HOW TO COMPLETE THIS TASK
Reply with one number, the count of lines below that contain the string "shrub".

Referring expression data
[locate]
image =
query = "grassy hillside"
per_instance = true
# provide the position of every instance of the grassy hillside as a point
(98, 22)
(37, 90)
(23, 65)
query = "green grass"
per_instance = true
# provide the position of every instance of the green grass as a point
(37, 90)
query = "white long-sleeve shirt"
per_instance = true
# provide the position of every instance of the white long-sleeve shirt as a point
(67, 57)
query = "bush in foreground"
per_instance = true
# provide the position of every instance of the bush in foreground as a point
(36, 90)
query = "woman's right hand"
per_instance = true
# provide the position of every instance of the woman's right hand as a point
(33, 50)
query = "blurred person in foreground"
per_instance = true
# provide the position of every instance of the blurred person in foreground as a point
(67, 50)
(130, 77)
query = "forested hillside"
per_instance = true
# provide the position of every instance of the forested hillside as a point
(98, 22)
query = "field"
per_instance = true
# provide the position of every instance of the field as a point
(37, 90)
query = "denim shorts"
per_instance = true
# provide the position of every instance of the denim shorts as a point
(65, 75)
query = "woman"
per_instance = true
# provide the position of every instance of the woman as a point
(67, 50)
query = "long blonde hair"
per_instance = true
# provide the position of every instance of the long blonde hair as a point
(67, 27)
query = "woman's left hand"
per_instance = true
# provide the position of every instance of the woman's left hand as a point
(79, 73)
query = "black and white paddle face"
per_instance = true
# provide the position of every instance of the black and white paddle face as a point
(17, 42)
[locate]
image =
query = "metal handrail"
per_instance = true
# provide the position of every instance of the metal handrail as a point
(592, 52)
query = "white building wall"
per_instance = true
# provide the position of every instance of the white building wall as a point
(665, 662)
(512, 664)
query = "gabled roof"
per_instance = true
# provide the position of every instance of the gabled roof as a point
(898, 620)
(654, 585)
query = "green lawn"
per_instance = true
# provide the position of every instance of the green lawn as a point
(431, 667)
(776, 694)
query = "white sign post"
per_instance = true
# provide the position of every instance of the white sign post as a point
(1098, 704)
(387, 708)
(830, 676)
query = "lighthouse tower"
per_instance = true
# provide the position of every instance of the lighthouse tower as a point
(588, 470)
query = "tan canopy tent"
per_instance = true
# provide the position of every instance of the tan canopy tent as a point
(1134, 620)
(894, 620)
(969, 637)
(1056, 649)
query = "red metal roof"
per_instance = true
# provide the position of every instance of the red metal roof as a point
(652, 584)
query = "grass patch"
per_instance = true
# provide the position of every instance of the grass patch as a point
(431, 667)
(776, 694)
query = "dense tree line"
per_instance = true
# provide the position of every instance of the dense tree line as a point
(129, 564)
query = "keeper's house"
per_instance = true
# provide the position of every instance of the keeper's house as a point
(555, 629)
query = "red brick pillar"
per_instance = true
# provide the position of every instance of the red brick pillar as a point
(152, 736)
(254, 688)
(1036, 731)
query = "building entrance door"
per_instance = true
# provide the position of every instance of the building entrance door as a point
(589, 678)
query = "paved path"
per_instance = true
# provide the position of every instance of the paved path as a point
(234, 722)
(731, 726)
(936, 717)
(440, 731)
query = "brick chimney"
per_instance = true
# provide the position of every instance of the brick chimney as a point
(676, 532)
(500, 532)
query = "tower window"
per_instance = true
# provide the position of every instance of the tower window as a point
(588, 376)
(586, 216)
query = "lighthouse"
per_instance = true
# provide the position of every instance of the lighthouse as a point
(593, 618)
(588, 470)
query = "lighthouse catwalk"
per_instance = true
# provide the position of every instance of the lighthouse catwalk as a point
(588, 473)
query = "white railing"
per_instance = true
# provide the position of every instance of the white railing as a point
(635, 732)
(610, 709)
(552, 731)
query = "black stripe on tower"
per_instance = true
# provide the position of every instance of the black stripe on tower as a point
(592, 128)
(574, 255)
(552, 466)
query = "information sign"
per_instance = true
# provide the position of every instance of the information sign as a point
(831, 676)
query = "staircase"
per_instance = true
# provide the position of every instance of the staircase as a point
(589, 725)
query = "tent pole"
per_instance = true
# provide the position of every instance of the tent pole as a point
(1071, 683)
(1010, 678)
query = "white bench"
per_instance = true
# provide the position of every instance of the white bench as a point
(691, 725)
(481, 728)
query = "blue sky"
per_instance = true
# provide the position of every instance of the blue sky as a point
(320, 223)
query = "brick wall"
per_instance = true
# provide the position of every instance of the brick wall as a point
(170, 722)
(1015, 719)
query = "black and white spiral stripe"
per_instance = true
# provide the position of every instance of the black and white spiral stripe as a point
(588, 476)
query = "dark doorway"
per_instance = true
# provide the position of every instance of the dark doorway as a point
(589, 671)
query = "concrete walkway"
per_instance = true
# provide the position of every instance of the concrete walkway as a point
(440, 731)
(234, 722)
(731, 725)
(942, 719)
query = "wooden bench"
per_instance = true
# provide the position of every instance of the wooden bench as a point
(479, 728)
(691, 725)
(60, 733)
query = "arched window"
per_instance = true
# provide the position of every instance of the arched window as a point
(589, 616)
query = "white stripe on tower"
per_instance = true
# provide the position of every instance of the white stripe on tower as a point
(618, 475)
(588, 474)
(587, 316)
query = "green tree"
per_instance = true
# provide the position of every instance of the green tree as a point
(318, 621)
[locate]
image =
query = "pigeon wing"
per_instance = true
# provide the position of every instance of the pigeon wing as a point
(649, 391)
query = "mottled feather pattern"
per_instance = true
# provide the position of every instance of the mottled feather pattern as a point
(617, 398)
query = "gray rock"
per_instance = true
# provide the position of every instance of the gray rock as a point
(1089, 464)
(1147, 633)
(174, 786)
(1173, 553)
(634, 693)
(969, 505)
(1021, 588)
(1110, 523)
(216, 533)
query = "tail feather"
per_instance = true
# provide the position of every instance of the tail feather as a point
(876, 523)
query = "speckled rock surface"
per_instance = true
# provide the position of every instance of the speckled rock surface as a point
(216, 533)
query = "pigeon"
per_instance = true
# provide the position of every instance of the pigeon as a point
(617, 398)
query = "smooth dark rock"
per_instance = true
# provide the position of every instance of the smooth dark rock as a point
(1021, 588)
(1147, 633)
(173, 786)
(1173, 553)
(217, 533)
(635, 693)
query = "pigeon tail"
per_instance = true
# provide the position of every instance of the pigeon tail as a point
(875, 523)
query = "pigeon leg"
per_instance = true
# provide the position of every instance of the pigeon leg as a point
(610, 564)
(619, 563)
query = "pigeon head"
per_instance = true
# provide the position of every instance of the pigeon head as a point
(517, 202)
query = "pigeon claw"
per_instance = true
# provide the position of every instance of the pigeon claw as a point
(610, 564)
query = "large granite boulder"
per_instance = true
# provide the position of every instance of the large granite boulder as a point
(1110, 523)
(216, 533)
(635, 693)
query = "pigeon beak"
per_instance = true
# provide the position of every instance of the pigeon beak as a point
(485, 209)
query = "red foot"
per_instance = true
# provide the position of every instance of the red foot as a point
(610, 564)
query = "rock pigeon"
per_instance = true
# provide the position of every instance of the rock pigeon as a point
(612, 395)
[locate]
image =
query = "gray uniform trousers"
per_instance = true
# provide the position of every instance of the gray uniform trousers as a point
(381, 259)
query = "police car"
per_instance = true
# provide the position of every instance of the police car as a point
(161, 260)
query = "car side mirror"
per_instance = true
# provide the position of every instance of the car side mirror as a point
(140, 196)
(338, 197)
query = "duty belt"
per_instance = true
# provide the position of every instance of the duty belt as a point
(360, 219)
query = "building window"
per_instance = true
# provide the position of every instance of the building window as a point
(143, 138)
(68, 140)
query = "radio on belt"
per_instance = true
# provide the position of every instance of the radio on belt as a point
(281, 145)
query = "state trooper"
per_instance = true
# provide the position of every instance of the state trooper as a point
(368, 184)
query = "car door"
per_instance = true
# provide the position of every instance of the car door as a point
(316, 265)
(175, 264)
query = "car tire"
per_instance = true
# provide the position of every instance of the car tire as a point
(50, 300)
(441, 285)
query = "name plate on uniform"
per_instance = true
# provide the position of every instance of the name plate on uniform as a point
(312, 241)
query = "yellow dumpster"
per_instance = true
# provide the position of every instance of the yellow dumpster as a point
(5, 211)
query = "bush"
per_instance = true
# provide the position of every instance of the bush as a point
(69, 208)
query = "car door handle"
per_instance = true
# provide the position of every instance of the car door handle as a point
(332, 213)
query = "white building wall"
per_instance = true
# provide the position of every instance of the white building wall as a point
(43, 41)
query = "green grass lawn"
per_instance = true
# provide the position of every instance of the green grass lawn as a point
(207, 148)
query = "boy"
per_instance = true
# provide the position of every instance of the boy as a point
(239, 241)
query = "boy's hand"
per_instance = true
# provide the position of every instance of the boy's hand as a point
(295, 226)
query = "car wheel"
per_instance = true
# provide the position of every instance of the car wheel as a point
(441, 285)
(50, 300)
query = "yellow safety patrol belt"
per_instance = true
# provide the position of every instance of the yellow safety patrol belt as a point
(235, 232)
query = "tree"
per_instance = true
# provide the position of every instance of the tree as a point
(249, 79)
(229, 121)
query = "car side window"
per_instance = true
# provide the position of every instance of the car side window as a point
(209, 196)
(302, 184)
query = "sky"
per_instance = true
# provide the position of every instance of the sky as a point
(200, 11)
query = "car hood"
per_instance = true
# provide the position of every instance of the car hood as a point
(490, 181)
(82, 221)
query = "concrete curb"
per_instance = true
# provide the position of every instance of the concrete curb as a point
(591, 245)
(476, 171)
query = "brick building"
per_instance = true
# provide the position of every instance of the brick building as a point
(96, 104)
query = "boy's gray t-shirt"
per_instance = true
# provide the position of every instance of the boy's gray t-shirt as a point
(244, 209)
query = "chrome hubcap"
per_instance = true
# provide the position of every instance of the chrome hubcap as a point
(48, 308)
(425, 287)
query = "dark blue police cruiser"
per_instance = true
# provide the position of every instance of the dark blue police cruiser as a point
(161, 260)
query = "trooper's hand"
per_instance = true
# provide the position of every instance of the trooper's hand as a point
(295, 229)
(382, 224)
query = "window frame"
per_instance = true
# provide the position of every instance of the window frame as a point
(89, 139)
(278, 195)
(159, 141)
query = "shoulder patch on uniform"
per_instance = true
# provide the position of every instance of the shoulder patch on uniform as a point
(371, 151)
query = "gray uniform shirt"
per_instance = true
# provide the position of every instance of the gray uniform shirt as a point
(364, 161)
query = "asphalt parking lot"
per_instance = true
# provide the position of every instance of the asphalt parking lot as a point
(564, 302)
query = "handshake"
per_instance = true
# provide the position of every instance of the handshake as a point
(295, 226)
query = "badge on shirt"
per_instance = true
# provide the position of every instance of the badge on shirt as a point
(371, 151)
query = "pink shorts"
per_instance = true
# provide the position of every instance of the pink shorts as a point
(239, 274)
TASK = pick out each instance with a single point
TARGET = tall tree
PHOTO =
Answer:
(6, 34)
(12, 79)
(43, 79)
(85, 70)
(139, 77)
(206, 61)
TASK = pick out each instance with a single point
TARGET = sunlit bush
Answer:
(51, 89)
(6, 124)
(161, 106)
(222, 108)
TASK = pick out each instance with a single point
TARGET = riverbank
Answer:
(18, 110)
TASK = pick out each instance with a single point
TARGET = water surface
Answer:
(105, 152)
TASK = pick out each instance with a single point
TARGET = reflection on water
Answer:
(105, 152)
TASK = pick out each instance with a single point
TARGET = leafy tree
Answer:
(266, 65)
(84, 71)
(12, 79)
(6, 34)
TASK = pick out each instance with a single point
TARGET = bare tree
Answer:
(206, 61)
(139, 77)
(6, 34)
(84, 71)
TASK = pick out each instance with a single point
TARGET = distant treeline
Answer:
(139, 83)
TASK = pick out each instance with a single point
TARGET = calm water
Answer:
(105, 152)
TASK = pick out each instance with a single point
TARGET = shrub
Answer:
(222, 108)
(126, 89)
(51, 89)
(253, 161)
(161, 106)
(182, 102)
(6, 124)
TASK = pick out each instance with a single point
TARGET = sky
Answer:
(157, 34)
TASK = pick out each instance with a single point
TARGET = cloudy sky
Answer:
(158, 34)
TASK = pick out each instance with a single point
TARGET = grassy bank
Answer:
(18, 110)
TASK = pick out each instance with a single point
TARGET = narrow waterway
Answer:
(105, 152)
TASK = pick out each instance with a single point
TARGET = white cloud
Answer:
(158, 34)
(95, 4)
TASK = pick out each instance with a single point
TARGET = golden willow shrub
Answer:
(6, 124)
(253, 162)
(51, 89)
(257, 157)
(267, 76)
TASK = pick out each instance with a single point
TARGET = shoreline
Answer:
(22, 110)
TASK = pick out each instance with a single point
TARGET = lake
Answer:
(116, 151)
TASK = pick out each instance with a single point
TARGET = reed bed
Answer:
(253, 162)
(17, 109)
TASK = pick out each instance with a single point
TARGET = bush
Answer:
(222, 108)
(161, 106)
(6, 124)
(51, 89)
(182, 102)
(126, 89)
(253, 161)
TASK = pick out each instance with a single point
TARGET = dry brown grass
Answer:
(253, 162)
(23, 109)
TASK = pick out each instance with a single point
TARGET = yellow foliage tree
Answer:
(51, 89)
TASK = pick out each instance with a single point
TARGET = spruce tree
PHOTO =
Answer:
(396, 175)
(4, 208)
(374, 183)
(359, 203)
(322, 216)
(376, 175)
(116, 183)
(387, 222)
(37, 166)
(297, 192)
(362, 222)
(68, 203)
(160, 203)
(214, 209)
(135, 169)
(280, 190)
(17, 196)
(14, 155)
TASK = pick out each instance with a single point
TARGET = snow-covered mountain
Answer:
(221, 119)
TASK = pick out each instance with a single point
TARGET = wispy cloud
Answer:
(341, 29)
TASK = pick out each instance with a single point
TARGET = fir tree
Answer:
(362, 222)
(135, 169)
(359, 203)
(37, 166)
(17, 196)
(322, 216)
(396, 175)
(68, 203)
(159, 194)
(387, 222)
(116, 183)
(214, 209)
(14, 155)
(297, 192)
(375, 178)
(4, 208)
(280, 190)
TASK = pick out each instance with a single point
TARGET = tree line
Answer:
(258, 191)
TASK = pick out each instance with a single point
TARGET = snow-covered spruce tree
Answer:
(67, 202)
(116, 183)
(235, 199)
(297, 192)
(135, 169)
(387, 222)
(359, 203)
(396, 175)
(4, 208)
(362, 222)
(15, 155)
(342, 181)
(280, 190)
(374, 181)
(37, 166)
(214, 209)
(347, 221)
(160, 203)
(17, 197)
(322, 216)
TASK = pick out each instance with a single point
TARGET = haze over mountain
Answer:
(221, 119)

EXERCISE RESPONSE
2